EXTRACTED ENTRIES:
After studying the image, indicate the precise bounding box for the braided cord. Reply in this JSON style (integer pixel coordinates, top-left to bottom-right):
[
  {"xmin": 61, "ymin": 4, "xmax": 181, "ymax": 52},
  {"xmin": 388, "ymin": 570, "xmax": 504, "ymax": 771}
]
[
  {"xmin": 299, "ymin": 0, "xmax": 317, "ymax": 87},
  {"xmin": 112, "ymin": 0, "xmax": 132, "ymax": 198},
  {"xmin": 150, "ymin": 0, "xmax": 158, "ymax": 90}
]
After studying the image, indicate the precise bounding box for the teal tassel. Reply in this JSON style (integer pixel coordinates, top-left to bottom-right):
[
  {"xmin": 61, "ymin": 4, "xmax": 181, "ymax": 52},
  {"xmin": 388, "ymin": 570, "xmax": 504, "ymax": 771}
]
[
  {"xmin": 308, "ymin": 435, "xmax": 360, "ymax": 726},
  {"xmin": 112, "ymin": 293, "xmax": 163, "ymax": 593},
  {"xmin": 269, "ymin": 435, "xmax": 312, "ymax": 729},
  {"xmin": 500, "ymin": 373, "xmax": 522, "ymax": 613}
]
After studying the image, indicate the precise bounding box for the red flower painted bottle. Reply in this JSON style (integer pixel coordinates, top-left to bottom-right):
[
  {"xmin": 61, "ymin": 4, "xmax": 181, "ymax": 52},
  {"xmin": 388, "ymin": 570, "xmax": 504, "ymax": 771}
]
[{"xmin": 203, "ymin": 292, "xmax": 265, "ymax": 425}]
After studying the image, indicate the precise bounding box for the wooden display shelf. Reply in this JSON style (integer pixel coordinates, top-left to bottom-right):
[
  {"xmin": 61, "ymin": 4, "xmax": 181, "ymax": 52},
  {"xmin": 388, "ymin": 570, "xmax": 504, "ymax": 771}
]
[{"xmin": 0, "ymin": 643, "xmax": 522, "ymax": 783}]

STATED EXERCISE:
Reproduce every one of the records above word for word, with no changes to any character.

SOLUTION FOR THIS TASK:
After studying the image, indicate the precise bounding box for the braided cord. Reply in this JSON style (integer pixel coordinates, top-left to bottom-right):
[
  {"xmin": 61, "ymin": 4, "xmax": 181, "ymax": 52},
  {"xmin": 388, "ymin": 570, "xmax": 504, "ymax": 771}
]
[
  {"xmin": 299, "ymin": 0, "xmax": 317, "ymax": 87},
  {"xmin": 112, "ymin": 0, "xmax": 132, "ymax": 198},
  {"xmin": 150, "ymin": 0, "xmax": 158, "ymax": 90}
]
After studying the image, indicate the precise bounding box for the teal tassel. Reply in this JSON style (integer pixel coordinates, top-left to bottom-right):
[
  {"xmin": 61, "ymin": 4, "xmax": 181, "ymax": 52},
  {"xmin": 388, "ymin": 570, "xmax": 504, "ymax": 771}
]
[
  {"xmin": 308, "ymin": 435, "xmax": 360, "ymax": 726},
  {"xmin": 112, "ymin": 293, "xmax": 163, "ymax": 593},
  {"xmin": 269, "ymin": 435, "xmax": 312, "ymax": 729},
  {"xmin": 500, "ymin": 373, "xmax": 522, "ymax": 613}
]
After studying the image, indicate the precise bounding box for the red flower painted bottle. Reply in this JSON style (integer pixel coordinates, top-left to bottom-right):
[
  {"xmin": 61, "ymin": 4, "xmax": 181, "ymax": 52},
  {"xmin": 388, "ymin": 570, "xmax": 504, "ymax": 771}
]
[{"xmin": 203, "ymin": 292, "xmax": 265, "ymax": 425}]
After studying the image, indicate the precise bounding box for the wooden display shelf. Reply in this JSON style (integer pixel coordinates, top-left to bottom-right):
[
  {"xmin": 61, "ymin": 4, "xmax": 181, "ymax": 52},
  {"xmin": 388, "ymin": 570, "xmax": 504, "ymax": 771}
]
[{"xmin": 0, "ymin": 643, "xmax": 522, "ymax": 783}]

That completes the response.